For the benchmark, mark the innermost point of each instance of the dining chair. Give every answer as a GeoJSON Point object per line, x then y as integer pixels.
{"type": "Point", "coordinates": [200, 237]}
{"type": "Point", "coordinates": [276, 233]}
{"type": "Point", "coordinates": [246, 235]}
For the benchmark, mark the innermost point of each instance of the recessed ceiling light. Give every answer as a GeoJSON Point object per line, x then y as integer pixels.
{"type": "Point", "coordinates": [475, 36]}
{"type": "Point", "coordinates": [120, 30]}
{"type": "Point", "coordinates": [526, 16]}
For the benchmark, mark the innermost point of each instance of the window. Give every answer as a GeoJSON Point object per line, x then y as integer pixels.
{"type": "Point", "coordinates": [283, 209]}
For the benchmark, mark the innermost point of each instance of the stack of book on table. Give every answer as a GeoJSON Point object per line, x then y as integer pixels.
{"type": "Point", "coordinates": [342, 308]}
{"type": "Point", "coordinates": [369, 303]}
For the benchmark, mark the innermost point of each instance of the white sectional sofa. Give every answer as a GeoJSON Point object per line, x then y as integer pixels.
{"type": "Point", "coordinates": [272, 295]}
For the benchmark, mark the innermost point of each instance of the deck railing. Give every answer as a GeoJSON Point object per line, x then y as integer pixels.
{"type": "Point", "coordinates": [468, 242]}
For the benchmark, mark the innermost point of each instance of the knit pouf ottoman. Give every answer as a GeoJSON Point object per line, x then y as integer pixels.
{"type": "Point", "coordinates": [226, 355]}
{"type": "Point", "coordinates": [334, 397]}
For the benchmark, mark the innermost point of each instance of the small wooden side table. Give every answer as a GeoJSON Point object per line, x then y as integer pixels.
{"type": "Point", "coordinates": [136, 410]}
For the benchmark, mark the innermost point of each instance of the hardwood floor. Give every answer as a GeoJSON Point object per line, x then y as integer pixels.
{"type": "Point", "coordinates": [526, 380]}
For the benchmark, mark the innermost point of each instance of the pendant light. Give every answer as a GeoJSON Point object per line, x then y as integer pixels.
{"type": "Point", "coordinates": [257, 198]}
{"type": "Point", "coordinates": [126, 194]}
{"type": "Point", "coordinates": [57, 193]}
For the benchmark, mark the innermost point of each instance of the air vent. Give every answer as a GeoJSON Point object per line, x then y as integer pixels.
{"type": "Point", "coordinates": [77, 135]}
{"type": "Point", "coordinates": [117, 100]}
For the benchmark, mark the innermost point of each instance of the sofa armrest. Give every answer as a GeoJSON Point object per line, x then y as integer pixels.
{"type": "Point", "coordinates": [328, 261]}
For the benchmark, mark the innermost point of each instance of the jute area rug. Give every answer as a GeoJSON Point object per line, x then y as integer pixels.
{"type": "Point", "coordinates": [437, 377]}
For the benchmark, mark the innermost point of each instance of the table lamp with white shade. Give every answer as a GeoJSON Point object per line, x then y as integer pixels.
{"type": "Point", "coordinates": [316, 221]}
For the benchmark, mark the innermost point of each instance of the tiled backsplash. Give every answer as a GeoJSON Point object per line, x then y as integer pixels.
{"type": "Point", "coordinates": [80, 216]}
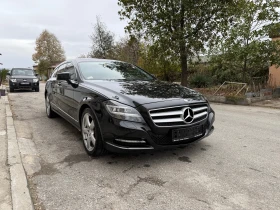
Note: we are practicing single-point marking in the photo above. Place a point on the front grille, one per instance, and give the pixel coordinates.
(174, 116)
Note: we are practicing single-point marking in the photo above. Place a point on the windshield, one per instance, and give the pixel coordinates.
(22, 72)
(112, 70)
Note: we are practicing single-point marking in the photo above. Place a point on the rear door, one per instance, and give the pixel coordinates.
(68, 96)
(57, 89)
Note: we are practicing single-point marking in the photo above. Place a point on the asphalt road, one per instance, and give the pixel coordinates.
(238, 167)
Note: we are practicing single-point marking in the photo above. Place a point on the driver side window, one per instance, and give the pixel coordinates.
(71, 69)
+ + + + + + +
■ Exercise goal
Write out every line above exactly as it is, leaving out the pictures.

■ The completed task
For the benchmark, mark the innermost point of each instance of the dining chair. Give every answer as a GeoJSON Point object per line, x then y as integer pixels.
{"type": "Point", "coordinates": [200, 237]}
{"type": "Point", "coordinates": [276, 233]}
{"type": "Point", "coordinates": [246, 235]}
For the benchmark, mark the innermost point of each instance of the recessed ceiling light. Give every answer as a GeoJSON Point object per line, x then y as integer pixels.
{"type": "Point", "coordinates": [475, 36]}
{"type": "Point", "coordinates": [120, 30]}
{"type": "Point", "coordinates": [526, 16]}
For the benchmark, mark the innermost point of each instance of the window. Give every answer as a GeoJSON Point object per line, x then y as integer pixels.
{"type": "Point", "coordinates": [283, 209]}
For the benchmark, mark the innermost point of each instance of the stack of book on table. Give every answer as a GeoJSON Point object per line, x then y as integer pixels.
{"type": "Point", "coordinates": [342, 308]}
{"type": "Point", "coordinates": [369, 303]}
For the benchmark, mark the innermost point of each instance of the white sectional sofa. Give every answer as a GeoJSON Point object per line, x then y as integer pixels.
{"type": "Point", "coordinates": [272, 295]}
For the benchmark, mark the innermost point of each instance of the deck railing. Give every answer as a GeoJSON Point object per line, x then y as integer pixels.
{"type": "Point", "coordinates": [468, 242]}
For the benchmark, mark the innermost point of each instance of the knit pouf ottoman. Give every answer as a GeoJSON Point object per line, x then y as integer pixels.
{"type": "Point", "coordinates": [226, 355]}
{"type": "Point", "coordinates": [334, 397]}
For the benchmark, mark the innermost point of each instance of the small wooden side table. Give every answer as a GeoJSON Point object per line, x then y as integer pixels.
{"type": "Point", "coordinates": [136, 410]}
For the benchmark, mark the innermost point of each instance of the hardwood floor. Give every answer as a GeoJSON Point object per line, x then y as integer pixels.
{"type": "Point", "coordinates": [526, 380]}
For the benchmark, mark the innermost point of each instance of the pendant light. Give every answer as a GeoJSON Point object per line, x then y as integer pixels.
{"type": "Point", "coordinates": [257, 198]}
{"type": "Point", "coordinates": [126, 194]}
{"type": "Point", "coordinates": [57, 193]}
For the benchmark, mark the innermost point of each instance of the air vent. Give every answer as a GeoJSON Point object per line, x then y as integer pixels.
{"type": "Point", "coordinates": [77, 135]}
{"type": "Point", "coordinates": [117, 100]}
For the benchmark, mark the innermost point of each instance of the sofa armrest. Give every answer as a GeoJSON Point object per line, x then y as integer pixels.
{"type": "Point", "coordinates": [328, 261]}
For the benchmark, mark the innermost point of each instance of the jute area rug. Give every answer as a GeoJSON Point object per line, x then y as integer pixels.
{"type": "Point", "coordinates": [437, 377]}
For the benchmark, mark the innermost point of each instance of the table lamp with white shade. Give every answer as a GeoJSON Point object per line, x then y as integer pixels.
{"type": "Point", "coordinates": [316, 221]}
For the benchmark, mark the innermost point of each instance of the tiled backsplash. Give every answer as a GeoJSON Point object per line, x then y as integer pixels.
{"type": "Point", "coordinates": [80, 216]}
Note: we are practicing single-point marking in the photo above. Place a point on the front grille, one per instance, and give the pixel coordinates.
(174, 116)
Note: we are practicing single-point marking in the photo above. Place a point on the windshield, one per instance, and give the pixel coordinates.
(22, 72)
(112, 70)
Note: we are practicing single-point marking in the photo above. Place a point on the rear door, one per instance, and give the pixel coordinates.
(68, 96)
(57, 89)
Note: we are practicing single-point marking in the photo above. Place a point on the asphalt road, one per instance, and give the pixel coordinates.
(238, 167)
Note: we are practicing single-point marking in the photo above. Place a point on the driver side window, one per instance, and give the pixel coordinates.
(71, 69)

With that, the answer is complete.